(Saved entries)
Start of Block

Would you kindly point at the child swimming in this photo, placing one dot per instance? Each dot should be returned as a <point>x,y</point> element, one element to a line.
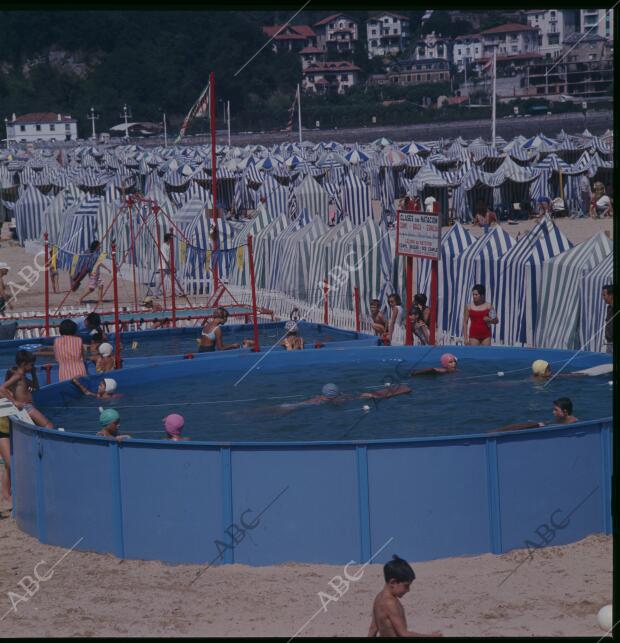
<point>448,365</point>
<point>388,615</point>
<point>105,389</point>
<point>19,385</point>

End of Block

Without the pictures, repeat all the records word for word.

Would you kindly point at the child swimming in this photo, placing one dot per instance? Each dot should be returned as a <point>x,y</point> element, one element to a line.
<point>448,365</point>
<point>388,615</point>
<point>105,389</point>
<point>19,385</point>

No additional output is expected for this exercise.